* **Verilen görev a**
Kayıtlarda "Can you see the grass" ifadesini içeren satırdan kayıtların sonuna kadar uzanan bölümü, iki uç da dahil olmak üzere, satırları hiç değiştirmeden yazar mısınız?

* **Belge metni**

######

Afganistan’ın temelleri İran Şahı Nadir Afşar’ın 1747’de öldürülmesiyle bağımsızlığını ilan eden Afgan aşiretleri tarafından Durraniler Abdali aşiretinden Ahmet Han’ın şah seçilmesiyle atılmıştır.

Ahmet Şah; Gazne, Herat, Peşaver, Kabil ve Kandahar’da bağımsız yaşayan aşiretleri tek çatı altında toplayarak Afgan birliğini oluşturmuş.

1947’de mevcut Afgan toprakları üzerinde ve bir kesim Hindistan kara parçası üzerinde İngilizlerce Pakistan’ın temelleri atılırken bir kısım Afgan toprakları Pakistan’a geçmiş oldu. Bu da bir anlamda Afganistan’ın deniz yolu bağlantısını kesmek anlamına geliyordu. Ülkenin zayıflatılması böyle başladı.

Dünya’nın mikseri İngilizler Afganistan, Pakistan ve Hindistan’ı kendi çıkarları doğrultusunda yönettiğinden, bu üç ülke arasında barış rüzgârları asla esmemeliydi.  

Bugün Afganistan’da yaşanılan sorunlar yıllar önce yapılan planların sonuçlarıdır.

Dünya’da oluşan Afgan antipatisinin ardında çağlar öncesinin şer’e hizmet eden İngiliz aklı bulunur.

Öte yandan Afganistan topraklarına göz diken Ruslar işgal girişiminde bulunsalar da; bölgeyi savunmaya ant içen Müslüman kardeşlerin kurduğu partilerle oluşan dirençlerle karşılaştılar.

######

İşaretleme ve etiketleme kayıtları
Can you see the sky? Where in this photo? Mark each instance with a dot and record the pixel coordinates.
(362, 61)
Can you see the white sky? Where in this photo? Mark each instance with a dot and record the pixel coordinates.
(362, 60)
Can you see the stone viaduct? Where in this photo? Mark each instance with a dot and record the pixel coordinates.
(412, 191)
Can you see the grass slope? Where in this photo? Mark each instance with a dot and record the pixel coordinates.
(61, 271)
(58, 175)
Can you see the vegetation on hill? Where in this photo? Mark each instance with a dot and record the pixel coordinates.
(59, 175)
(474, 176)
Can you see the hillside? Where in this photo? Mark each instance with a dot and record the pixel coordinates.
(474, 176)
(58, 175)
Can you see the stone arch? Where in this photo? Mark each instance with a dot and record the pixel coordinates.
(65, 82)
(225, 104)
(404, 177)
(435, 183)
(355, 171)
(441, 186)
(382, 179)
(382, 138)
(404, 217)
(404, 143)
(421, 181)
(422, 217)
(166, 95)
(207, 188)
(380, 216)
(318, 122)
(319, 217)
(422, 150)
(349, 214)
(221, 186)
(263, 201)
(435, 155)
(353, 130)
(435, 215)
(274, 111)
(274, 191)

######

* **Verilen görev b**
Belge metninde "Dünya’nın mikseri İngilizler" sözlerinden "oluşan dirençlerle karşılaştılar." sözlerine kadar uzanan kısmı, iki uç da dahil olmak üzere, hiç değiştirmeden yeniden verir misiniz?

* **Nihai sonuç a**
Can you see the grass slope? Where in this photo? Mark each instance with a dot and record the pixel coordinates.
(61, 271)
(58, 175)
Can you see the vegetation on hill? Where in this photo? Mark each instance with a dot and record the pixel coordinates.
(59, 175)
(474, 176)
Can you see the hillside? Where in this photo? Mark each instance with a dot and record the pixel coordinates.
(474, 176)
(58, 175)
Can you see the stone arch? Where in this photo? Mark each instance with a dot and record the pixel coordinates.
(65, 82)
(225, 104)
(404, 177)
(435, 183)
(355, 171)
(441, 186)
(382, 179)
(382, 138)
(404, 217)
(404, 143)
(421, 181)
(422, 217)
(166, 95)
(207, 188)
(380, 216)
(318, 122)
(319, 217)
(422, 150)
(349, 214)
(221, 186)
(263, 201)
(435, 155)
(353, 130)
(435, 215)
(274, 111)
(274, 191)

* **Nihai sonuç b**
Dünya’nın mikseri İngilizler Afganistan, Pakistan ve Hindistan’ı kendi çıkarları doğrultusunda yönettiğinden, bu üç ülke arasında barış rüzgârları asla esmemeliydi.  

Bugün Afganistan’da yaşanılan sorunlar yıllar önce yapılan planların sonuçlarıdır.

Dünya’da oluşan Afgan antipatisinin ardında çağlar öncesinin şer’e hizmet eden İngiliz aklı bulunur.

Öte yandan Afganistan topraklarına göz diken Ruslar işgal girişiminde bulunsalar da; bölgeyi savunmaya ant içen Müslüman kardeşlerin kurduğu partilerle oluşan dirençlerle karşılaştılar.